INFORMATION GIVEN:

=-=-=

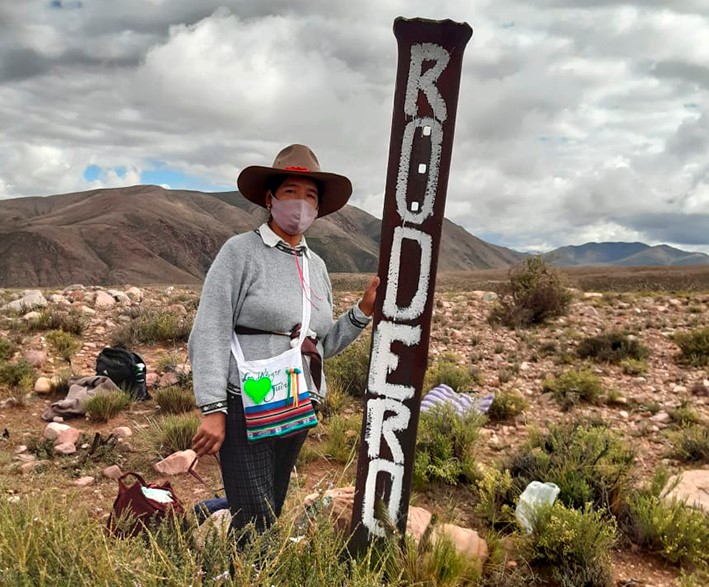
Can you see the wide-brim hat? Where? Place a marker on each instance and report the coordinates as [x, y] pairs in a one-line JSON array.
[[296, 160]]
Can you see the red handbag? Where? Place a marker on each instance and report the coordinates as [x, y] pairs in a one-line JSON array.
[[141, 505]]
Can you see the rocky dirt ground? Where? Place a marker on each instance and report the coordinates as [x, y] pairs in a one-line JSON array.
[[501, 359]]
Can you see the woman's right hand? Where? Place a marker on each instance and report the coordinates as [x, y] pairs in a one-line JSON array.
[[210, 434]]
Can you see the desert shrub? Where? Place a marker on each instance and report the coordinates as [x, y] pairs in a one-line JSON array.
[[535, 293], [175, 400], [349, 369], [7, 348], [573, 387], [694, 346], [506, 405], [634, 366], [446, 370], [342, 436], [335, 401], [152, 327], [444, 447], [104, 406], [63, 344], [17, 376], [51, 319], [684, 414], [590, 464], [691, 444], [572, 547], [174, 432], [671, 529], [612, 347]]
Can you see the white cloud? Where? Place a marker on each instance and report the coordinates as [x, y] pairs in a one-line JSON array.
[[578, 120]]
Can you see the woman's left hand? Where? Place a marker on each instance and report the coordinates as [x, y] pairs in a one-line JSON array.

=-=-=

WHAT YOU WILL DO:
Lay out every line of the listing above as a Markdown table with two columns, Row and Line. Give each line its row number, skip blank lines, and leave out the pictures.

SOLUTION TO THIS EXERCISE:
| Row | Line |
|---|---|
| 1 | Can you see the wide-brim hat? Where? Place a marker on each instance and report the coordinates as [x, y] pairs in a one-line JSON array. |
| 2 | [[296, 160]] |
| 3 | Can you see the red handbag? Where? Place a marker on each instance and report the coordinates as [x, y] pairs in a one-line JSON array. |
| 4 | [[141, 505]] |
| 5 | Can you see the rocky dirt ground? Where? Place a marker on each instance and report the coordinates as [x, y] pairs in a one-line JSON array. |
| 6 | [[501, 359]] |
| 7 | Can you see the woman's right hand? Where? Place a marker on each instance and report the coordinates as [x, y] pairs in a one-line JSON array. |
| 8 | [[210, 434]] |
| 9 | Can you see the desert shrub? Where? Place a marker on each instance and report the coordinates as [x, y] pairs in a one-line JSON array. |
| 10 | [[535, 293], [175, 400], [349, 369], [7, 348], [573, 387], [694, 346], [506, 405], [634, 366], [446, 370], [342, 436], [335, 401], [152, 327], [444, 447], [104, 406], [63, 344], [17, 376], [51, 319], [684, 414], [590, 464], [691, 444], [572, 547], [174, 432], [671, 529], [612, 347]] |
| 11 | Can you see the white cloud? Where? Place a marker on each instance and report the coordinates as [x, y] pairs in a one-line JSON array. |
| 12 | [[578, 120]] |
| 13 | Can you see the woman's left hand? Where? Place a marker on each instance and report the coordinates as [x, y] pairs in a one-line JSON array. |